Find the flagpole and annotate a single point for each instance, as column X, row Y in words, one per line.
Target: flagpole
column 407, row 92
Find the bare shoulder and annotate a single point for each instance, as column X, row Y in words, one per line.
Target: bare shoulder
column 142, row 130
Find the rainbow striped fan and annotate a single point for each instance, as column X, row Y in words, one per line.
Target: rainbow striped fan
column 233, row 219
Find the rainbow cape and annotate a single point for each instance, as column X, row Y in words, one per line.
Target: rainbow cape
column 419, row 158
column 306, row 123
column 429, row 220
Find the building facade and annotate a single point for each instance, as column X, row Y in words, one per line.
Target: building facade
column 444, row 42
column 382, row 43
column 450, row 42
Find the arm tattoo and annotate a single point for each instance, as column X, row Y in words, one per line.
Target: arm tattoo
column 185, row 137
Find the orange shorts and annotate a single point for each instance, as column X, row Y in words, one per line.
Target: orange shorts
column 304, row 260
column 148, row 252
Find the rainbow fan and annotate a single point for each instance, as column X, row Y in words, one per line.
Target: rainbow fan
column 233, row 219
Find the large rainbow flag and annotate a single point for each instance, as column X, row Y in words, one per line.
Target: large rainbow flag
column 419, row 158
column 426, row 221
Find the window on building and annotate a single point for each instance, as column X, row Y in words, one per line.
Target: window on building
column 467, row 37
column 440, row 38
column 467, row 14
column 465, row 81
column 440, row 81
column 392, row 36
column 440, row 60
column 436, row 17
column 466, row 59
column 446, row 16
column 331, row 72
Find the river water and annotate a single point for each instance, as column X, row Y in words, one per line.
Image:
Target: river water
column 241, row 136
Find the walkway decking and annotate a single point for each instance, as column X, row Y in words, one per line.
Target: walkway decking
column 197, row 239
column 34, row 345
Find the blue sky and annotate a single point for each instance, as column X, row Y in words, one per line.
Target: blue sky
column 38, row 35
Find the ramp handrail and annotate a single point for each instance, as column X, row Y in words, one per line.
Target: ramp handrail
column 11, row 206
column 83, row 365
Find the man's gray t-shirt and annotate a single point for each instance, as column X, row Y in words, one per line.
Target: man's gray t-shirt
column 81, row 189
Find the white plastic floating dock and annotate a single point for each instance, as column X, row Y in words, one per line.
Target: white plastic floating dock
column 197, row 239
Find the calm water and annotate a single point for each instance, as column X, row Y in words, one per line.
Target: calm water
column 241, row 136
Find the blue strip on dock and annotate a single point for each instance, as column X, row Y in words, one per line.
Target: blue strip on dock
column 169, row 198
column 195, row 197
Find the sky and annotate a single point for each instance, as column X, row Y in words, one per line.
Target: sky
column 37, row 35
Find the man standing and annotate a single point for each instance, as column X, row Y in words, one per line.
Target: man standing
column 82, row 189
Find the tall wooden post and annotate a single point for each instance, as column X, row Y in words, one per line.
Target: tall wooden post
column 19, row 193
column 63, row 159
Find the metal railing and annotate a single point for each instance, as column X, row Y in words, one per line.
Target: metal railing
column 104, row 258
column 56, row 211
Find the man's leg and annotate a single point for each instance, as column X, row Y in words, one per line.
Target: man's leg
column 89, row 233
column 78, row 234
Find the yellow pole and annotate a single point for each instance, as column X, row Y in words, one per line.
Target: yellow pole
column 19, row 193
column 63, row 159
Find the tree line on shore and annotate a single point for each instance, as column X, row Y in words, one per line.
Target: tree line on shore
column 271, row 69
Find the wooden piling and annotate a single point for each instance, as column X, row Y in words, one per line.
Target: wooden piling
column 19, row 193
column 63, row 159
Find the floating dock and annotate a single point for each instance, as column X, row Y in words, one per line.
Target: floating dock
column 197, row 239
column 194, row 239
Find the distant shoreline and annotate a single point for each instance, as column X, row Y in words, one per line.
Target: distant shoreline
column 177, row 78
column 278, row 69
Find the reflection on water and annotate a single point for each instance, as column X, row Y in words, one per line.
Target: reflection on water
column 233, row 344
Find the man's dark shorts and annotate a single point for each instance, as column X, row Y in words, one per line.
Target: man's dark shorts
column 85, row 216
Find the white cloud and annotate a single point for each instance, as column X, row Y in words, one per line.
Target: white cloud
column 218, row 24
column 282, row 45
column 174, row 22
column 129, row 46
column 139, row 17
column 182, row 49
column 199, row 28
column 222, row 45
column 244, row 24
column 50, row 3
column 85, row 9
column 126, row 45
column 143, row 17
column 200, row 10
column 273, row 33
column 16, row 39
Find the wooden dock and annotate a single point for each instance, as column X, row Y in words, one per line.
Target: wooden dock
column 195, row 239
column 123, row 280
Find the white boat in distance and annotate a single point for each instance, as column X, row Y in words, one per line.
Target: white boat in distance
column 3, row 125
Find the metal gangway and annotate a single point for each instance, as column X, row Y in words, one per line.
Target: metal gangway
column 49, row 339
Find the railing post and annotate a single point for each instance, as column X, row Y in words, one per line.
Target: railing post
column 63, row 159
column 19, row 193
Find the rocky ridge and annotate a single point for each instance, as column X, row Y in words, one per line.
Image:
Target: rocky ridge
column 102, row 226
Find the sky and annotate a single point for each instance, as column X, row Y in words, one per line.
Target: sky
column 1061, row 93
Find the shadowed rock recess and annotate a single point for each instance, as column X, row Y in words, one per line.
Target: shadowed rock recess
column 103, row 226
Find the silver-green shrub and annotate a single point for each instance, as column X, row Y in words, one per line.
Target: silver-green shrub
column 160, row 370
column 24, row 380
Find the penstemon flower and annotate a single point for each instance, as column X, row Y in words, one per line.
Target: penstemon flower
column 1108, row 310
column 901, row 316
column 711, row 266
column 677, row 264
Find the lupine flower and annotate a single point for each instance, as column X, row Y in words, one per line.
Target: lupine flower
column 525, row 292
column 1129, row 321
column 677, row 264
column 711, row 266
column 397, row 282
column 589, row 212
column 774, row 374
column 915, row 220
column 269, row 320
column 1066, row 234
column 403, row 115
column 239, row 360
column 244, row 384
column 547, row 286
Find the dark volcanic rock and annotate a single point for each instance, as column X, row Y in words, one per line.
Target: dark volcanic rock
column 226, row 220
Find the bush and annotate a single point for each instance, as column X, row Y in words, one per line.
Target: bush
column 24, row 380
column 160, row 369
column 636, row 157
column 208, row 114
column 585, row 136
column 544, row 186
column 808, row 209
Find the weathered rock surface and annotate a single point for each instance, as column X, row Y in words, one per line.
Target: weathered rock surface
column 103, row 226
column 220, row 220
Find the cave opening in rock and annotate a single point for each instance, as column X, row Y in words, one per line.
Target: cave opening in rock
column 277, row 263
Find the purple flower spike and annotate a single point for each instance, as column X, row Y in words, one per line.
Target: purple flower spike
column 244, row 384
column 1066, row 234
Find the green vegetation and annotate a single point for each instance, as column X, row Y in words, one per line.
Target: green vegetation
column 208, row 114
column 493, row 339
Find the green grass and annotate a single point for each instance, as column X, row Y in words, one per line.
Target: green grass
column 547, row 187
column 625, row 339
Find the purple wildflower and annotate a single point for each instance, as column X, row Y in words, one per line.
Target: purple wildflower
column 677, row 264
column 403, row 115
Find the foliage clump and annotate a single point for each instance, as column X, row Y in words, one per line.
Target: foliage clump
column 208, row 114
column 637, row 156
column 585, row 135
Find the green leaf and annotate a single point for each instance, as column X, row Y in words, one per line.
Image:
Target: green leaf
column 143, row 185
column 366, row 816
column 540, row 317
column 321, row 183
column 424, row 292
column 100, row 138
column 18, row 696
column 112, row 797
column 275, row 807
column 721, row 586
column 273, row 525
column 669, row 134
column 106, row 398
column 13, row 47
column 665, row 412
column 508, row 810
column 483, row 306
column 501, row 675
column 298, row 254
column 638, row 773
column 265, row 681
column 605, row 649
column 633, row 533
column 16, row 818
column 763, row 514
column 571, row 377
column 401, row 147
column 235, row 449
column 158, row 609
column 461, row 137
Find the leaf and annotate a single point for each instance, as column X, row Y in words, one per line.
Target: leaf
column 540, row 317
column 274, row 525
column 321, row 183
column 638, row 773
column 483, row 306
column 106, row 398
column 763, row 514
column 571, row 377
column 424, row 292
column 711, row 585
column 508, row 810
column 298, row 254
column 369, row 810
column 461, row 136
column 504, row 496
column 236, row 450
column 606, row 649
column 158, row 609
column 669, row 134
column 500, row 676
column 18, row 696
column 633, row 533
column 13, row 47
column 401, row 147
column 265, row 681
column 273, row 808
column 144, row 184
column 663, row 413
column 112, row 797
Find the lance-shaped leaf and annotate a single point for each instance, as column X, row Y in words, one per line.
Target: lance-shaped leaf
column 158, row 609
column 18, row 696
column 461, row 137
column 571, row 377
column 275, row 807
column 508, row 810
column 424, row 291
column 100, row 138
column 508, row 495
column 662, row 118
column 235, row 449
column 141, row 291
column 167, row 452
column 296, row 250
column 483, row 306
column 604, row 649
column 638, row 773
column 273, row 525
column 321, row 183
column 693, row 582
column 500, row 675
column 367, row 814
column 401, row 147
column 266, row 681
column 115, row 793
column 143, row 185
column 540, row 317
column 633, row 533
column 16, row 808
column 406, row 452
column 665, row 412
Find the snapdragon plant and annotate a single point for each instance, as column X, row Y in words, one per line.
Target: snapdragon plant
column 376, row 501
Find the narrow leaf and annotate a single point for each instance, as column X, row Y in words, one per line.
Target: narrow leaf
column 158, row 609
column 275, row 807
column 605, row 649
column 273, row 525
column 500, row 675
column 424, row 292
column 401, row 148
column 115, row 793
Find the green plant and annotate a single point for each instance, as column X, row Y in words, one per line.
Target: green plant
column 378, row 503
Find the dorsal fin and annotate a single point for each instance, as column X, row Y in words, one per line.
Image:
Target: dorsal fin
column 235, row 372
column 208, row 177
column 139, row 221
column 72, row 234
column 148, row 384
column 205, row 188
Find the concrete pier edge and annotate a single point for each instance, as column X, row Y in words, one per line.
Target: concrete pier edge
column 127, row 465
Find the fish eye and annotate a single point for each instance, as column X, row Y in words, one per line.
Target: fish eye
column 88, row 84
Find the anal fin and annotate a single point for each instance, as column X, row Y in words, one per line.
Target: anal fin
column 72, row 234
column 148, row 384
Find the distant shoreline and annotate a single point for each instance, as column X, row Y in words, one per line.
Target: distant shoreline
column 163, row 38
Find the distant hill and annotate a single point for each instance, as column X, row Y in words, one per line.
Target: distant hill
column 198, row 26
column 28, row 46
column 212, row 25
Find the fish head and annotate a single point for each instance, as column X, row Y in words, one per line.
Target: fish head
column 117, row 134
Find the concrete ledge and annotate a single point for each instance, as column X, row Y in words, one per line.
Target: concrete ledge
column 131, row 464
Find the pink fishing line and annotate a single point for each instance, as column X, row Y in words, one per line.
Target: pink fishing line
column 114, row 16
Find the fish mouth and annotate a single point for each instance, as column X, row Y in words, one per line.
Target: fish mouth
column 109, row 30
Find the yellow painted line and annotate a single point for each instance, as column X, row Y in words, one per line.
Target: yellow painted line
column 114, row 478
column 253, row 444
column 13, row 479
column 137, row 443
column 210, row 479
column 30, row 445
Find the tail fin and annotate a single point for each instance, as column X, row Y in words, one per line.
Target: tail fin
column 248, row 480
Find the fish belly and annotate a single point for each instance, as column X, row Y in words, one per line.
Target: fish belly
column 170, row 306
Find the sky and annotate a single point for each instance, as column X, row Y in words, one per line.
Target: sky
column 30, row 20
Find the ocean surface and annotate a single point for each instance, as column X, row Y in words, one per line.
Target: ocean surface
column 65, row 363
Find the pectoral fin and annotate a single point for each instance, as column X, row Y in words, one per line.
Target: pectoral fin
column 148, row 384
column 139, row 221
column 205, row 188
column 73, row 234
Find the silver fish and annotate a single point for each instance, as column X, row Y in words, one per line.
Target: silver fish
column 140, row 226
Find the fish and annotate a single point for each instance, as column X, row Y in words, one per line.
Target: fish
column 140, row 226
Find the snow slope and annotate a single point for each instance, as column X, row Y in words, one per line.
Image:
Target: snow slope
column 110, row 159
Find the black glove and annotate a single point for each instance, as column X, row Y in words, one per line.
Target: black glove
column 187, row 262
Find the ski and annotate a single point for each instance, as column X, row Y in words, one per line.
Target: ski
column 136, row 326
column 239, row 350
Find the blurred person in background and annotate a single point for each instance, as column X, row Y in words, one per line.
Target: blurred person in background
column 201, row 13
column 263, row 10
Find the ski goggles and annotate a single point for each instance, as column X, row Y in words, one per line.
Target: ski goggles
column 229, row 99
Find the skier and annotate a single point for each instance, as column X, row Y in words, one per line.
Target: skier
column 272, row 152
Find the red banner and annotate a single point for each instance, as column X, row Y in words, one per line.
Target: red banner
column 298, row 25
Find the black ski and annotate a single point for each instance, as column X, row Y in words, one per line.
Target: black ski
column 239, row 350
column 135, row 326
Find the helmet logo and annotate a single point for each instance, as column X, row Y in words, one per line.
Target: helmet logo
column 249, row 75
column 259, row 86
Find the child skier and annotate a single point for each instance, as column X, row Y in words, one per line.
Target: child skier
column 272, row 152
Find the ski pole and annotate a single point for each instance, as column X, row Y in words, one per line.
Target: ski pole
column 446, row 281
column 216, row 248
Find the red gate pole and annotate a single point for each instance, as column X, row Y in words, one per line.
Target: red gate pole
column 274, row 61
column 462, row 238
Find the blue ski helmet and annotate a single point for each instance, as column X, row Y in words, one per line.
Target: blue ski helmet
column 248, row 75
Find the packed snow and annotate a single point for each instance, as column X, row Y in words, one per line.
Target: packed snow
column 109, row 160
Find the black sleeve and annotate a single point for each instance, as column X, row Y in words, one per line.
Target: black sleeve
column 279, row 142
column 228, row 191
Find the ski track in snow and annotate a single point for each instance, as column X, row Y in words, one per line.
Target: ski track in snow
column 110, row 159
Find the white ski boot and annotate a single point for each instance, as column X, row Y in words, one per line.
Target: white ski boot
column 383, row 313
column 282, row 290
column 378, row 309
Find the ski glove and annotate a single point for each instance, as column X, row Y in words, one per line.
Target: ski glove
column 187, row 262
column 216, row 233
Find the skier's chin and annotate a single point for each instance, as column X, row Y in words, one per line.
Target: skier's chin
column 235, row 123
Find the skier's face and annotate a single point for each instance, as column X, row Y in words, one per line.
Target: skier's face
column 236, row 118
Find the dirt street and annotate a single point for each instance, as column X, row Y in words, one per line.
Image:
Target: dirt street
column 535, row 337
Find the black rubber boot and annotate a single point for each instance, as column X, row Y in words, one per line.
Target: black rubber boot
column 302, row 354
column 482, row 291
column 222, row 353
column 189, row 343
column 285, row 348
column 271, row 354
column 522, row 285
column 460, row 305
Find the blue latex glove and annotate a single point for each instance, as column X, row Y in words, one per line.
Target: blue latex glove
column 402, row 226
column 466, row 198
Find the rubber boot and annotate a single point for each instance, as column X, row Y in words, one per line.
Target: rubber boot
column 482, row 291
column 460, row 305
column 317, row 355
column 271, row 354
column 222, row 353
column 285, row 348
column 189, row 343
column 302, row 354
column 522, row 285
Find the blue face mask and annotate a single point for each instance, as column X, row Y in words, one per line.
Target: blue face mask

################

**The request:** Render the records as a two-column CSV with headers task and value, one row per record. Begin at the line that has "Find the red gate" and stop after the line that has "column 248, row 75". Put each record's text under task and its answer under value, each in a single quoted field with line breaks replaced by spaces.

**Task result:**
task,value
"Find the red gate pole and annotate a single point for each instance, as column X, row Y in words, one per line. Target: red gate pole","column 274, row 61 column 462, row 238"
"Find the blue ski helmet and annotate a single point for each instance, as column X, row Y in words, one per line. Target: blue ski helmet","column 248, row 75"